* **Page text**:
------------------------
This function reads an OTU-table and corresponding sample metadata, and returns a list for use in all ampvis2 functions. It is therefore required to load data with amp_load before any other ampvis functions can be used.

amp_load(
  otutable,
  metadata = NULL,
  fasta = NULL,
  tree = NULL,
  pruneSingletons = FALSE,
  ...
)

Arguments

otutable

(required) OTU-table with the read counts of all OTU's, where the last 7 columns is the taxonomy (Kingdom -> Species). Can be a data frame, matrix, or path to a delimited text file or excel file which will be read using either fread or read_excel, respectively.

metadata

(recommended) Sample metadata with any information about the samples. If none provided, dummy metadata will be created. Can be a data frame, matrix, or path to a delimited text file or excel file which will be read using either fread or read_excel, respectively.

fasta

(optional) Path to a FASTA file with reference sequences for all OTU's in the OTU-table. (default: NULL)

tree

(optional) Phylogenetic tree of class "phylo" as loaded with read.tree. (default: NULL)

pruneSingletons

(logical) Remove OTU's only observed once in all samples. (default: FALSE)

...

(optional) If otutable and/or metadata is a path to a delimited text file, then additional arguments are passed on to fread.

Value

A list of class "ampvis2" with 3 to 5 elements.

Details

The amp_load function validates and corrects the provided data frames in different ways to make it suitable for the rest of the ampvis functions. It is important that the provided data frames match the requirements as described in the following sections to work properly.

The OTU-table

The OTU-table contains information about the OTUs, their assigned taxonomy and their read counts in each sample. The provided OTU-table must be a data frame with the following requirements:

  • The rows are OTU IDs and the columns are samples.
------------------------
* **Dataset section**:
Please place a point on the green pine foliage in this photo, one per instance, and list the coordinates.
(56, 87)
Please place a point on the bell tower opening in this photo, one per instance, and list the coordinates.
------------------------
* **Jobs**:
• a. According to the amp_load page text, what happens when no sample metadata is provided?
• b. List every argument that the amp_load page text describes under "Arguments".

* **Responses to the tasks**:
• a. Dummy metadata will be created.

• b.
- otutable
- metadata
- fasta
- tree
- pruneSingletons
- ...